[PAGE EXCERPT Boundary: Start]

The Oven of Akhnai is a Talmudic story found in Bava Metzia 59a-b which is set around the early 2nd century CE. In the Talmud, the story is told after a discussion of being careful not to mistreat a person and the power of prayers which are said in pain to be heard by God. The story concerns a debate which was held over the halakhic status of a new type of oven. In the course of the rabbinic disagreement, the story expresses differing views of the nature of law and authority, concerns over a fractured and divisive community, and the issue of harming another person through words and actions.

Story 
A new type of oven is brought before the Sanhedrin, consisting of tiles separated from one another by sand, but externally plastered over with cement. The rabbis debate whether or not this oven is susceptible to ritual impurity. Rabbi Eliezer ben Hurcanus argues that the oven is ritually pure while the other rabbis, including the nasi Rabban Gamaliel, argue that the oven is impure. When none of Rabbi Eliezer's arguments convince his colleagues, he cries out, "If the halakha is in accordance with my opinion, this carob tree will prove it."  At this point, the carob tree leaps from the ground and moves far away.  The other rabbis explain that a carob tree offers no proof in a debate over law.  Rabbi Eliezer cries out, "If the halakha is in accordance with my opinion, the stream will prove it." The stream begins to flow backwards, but again the other rabbis point out that one does not cite a stream as proof in matters of law.  Rabbi Eliezer cries out, "If the halakha is in accordance with my opinion, the walls of the study hall will prove it." The walls of the study hall begin to fall, but are then scolded by Rabbi Joshua ben Hananiah who reprimands the walls for interfering in a debate among scholars. Out of respect for Rabbi Joshua, they do not continue to fall, but out of respect for Rabbi Eliezer, they do not return to their original places.

[PAGE EXCERPT Boundary: End]

INSTRUCTION A —
Reproduce the Oven of Akhnai passage from "The Oven of" up to and including "words and actions.".
INSTRUCTION B —
Please answer these questions using the Oven of Akhnai passage:
(i) Where in the Talmud is the story found?
(ii) What was the new type of oven made of?
(iii) What did the carob tree do when Rabbi Eliezer called on it?

[EXTRACTED RECORDS Boundary: Start]

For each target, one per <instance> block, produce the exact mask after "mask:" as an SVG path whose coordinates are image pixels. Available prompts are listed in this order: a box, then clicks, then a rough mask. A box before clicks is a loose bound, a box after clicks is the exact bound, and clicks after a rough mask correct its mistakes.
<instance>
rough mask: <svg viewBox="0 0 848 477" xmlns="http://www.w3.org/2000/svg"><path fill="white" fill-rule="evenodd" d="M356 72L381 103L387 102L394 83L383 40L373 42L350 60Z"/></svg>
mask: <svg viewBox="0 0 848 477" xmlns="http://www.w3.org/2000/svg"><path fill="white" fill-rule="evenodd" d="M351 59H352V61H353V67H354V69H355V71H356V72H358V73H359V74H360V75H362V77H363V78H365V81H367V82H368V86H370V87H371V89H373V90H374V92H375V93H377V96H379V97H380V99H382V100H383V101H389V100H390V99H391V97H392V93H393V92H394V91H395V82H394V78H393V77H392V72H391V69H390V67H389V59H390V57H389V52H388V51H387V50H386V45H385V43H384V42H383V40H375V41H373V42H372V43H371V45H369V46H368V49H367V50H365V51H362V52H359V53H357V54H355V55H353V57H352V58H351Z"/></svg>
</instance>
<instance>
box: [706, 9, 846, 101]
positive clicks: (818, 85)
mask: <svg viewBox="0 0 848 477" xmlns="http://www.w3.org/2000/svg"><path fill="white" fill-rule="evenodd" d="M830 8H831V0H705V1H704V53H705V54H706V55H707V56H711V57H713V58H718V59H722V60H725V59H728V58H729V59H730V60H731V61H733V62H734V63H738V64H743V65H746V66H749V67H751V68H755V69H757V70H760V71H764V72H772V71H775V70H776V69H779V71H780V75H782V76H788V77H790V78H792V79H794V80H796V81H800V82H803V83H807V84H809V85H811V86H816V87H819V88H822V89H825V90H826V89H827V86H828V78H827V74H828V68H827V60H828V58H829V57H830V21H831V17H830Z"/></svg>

[EXTRACTED RECORDS Boundary: End]

RESPONSE A —
The Oven of Akhnai is a Talmudic story found in Bava Metzia 59a-b which is set around the early 2nd century CE. In the Talmud, the story is told after a discussion of being careful not to mistreat a person and the power of prayers which are said in pain to be heard by God. The story concerns a debate which was held over the halakhic status of a new type of oven. In the course of the rabbinic disagreement, the story expresses differing views of the nature of law and authority, concerns over a fractured and divisive community, and the issue of harming another person through words and actions.

RESPONSE B —
(i) Bava Metzia 59a-b
(ii) Tiles separated from one another by sand, plastered over with cement on the outside
(iii) It leapt from the ground and moved far away.